_DATA EXTRACT_.
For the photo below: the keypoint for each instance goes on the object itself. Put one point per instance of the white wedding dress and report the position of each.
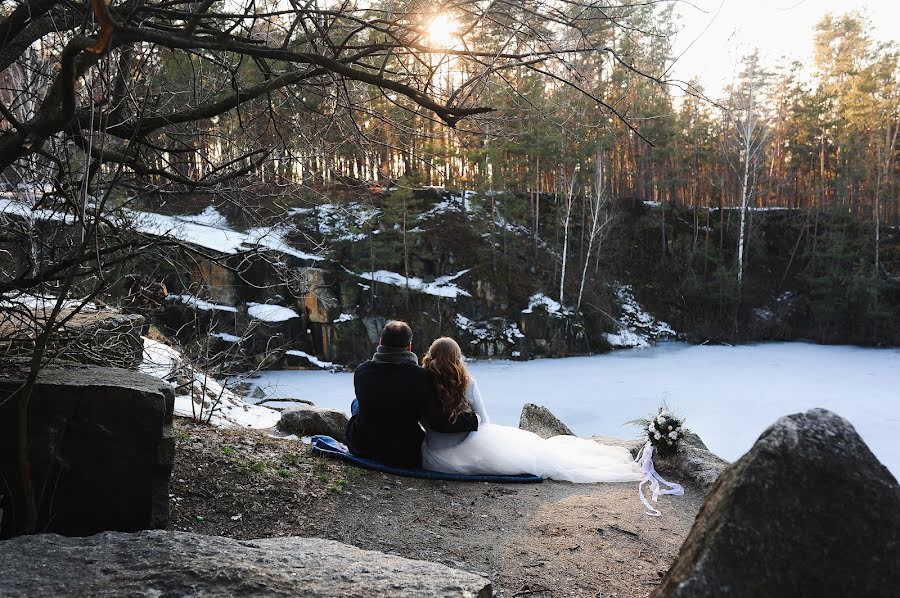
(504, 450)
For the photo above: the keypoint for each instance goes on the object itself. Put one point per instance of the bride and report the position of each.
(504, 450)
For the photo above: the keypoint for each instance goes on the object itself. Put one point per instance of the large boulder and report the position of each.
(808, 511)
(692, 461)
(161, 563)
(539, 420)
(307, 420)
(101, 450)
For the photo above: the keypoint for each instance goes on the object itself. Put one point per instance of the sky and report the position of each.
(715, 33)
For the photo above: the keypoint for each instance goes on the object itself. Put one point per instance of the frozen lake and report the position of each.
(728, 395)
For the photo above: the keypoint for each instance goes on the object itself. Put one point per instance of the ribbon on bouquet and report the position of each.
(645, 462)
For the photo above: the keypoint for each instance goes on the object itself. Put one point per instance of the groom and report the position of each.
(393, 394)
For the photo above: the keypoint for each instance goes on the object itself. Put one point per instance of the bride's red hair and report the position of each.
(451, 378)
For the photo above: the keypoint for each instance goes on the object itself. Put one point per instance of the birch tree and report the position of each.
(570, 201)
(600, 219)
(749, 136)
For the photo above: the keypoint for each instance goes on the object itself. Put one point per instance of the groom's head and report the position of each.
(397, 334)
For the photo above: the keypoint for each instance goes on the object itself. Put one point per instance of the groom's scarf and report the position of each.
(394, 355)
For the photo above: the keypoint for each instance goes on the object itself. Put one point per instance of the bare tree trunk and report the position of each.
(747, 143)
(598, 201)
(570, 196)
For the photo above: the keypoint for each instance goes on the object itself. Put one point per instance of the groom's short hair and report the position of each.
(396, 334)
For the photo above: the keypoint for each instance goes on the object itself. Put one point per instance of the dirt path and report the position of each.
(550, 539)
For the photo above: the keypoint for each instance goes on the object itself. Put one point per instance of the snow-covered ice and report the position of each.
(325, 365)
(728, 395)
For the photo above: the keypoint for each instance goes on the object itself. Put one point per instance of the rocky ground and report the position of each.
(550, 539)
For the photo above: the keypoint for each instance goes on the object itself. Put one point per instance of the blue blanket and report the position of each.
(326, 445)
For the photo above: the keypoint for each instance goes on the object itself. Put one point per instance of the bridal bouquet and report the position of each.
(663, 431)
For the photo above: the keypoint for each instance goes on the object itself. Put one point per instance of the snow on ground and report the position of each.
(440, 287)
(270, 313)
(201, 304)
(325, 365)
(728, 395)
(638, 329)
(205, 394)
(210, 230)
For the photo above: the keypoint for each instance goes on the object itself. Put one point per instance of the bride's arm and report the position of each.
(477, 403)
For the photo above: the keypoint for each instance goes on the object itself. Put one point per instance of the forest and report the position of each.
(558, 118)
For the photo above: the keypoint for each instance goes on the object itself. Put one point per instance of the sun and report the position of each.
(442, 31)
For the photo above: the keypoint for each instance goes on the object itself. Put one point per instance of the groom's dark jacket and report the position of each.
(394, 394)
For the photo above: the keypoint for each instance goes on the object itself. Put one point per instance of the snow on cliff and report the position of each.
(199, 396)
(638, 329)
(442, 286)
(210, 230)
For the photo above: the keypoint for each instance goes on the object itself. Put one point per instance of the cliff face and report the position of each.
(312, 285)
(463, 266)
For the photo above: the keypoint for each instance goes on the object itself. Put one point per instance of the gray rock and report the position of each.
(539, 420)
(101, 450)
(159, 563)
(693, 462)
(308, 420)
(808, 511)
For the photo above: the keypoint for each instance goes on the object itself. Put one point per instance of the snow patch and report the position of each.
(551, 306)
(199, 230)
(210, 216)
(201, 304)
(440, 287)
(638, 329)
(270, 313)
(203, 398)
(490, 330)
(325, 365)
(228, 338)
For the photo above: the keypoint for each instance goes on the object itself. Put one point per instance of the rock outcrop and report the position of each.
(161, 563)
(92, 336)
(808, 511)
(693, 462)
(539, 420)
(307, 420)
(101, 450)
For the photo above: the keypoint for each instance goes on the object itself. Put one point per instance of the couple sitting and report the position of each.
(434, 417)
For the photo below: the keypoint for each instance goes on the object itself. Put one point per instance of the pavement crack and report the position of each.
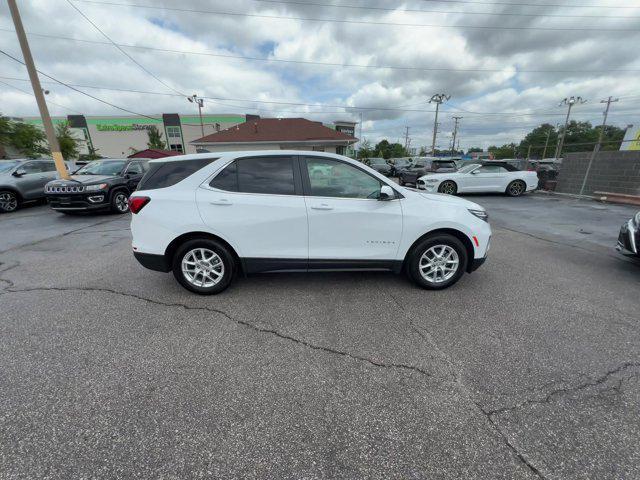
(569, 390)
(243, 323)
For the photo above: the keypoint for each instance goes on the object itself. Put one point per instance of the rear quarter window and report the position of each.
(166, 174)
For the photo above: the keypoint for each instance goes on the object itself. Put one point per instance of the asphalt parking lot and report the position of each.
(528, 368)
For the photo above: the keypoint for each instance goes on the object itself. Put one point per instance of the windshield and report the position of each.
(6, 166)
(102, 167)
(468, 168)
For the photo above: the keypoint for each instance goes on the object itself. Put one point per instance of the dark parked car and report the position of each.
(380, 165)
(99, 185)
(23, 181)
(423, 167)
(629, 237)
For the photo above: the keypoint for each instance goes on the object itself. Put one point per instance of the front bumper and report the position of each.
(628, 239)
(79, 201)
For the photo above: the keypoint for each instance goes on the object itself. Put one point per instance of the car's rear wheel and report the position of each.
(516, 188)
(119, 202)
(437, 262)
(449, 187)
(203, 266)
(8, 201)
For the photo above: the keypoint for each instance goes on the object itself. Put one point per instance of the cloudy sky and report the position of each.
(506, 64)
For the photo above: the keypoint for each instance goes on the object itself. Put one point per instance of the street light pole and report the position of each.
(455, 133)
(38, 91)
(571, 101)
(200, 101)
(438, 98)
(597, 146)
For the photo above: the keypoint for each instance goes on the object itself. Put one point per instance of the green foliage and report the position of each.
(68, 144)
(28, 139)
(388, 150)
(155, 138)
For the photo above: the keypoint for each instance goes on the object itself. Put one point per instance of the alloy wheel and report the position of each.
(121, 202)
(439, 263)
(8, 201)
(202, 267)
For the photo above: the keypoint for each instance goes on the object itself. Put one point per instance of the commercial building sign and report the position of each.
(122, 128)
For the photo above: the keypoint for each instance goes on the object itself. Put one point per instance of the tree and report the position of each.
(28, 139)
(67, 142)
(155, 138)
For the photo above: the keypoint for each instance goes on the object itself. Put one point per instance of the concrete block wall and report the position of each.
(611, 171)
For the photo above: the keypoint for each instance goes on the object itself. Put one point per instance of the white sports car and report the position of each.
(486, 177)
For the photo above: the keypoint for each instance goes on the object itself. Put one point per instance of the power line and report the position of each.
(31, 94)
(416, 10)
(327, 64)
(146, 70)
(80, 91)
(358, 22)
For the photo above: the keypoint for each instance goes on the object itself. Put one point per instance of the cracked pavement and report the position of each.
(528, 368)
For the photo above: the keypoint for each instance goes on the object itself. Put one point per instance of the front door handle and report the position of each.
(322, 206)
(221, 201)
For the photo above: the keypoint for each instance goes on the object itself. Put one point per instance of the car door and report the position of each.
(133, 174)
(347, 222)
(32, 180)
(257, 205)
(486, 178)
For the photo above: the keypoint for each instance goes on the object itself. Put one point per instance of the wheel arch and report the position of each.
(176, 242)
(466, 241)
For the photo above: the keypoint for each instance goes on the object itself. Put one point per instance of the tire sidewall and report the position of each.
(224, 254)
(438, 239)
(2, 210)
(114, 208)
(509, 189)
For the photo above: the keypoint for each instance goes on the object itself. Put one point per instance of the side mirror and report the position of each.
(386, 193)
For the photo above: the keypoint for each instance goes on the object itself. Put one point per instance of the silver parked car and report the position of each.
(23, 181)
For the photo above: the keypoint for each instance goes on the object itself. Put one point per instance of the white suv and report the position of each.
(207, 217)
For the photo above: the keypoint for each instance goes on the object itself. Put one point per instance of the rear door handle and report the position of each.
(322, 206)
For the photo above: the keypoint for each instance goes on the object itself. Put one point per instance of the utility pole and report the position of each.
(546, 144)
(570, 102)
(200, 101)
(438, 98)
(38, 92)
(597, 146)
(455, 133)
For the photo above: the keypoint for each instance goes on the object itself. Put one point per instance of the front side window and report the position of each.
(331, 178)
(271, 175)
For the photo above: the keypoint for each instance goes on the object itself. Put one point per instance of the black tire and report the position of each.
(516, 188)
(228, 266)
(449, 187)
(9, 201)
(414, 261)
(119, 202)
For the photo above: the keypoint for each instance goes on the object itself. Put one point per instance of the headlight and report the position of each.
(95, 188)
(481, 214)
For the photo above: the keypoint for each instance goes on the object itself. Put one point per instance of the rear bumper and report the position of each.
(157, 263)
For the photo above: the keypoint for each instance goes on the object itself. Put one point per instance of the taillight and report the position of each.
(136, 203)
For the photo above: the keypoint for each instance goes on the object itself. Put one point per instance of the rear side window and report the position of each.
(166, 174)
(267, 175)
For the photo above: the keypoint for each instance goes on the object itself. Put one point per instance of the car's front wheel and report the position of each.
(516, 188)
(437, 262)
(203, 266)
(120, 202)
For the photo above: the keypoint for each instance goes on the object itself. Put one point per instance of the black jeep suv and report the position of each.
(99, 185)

_STATED TASK_.
Starting at the line that contains "taillight and report the position of each.", retype each line through the end of the listing above and nothing else.

_RESULT FOR THIS EXERCISE_.
For the photo above: the keypoint for each instance goes on the object itself. Put one point per instance of the taillight and report the position of each.
(136, 203)
For the photo above: the keypoint for each instance goes on the object itself. Put one point per instance of the rear side window and report the position of each.
(166, 174)
(267, 175)
For the photo above: the keypoint for each instance goes on the object itself. Put one point per instance of the car's front wheel and report the position of each.
(516, 188)
(437, 262)
(203, 266)
(120, 202)
For the photo above: the keypoint for each instance goes on the object itself. Put one point per instance of the black jeep suv and report the position of each.
(99, 185)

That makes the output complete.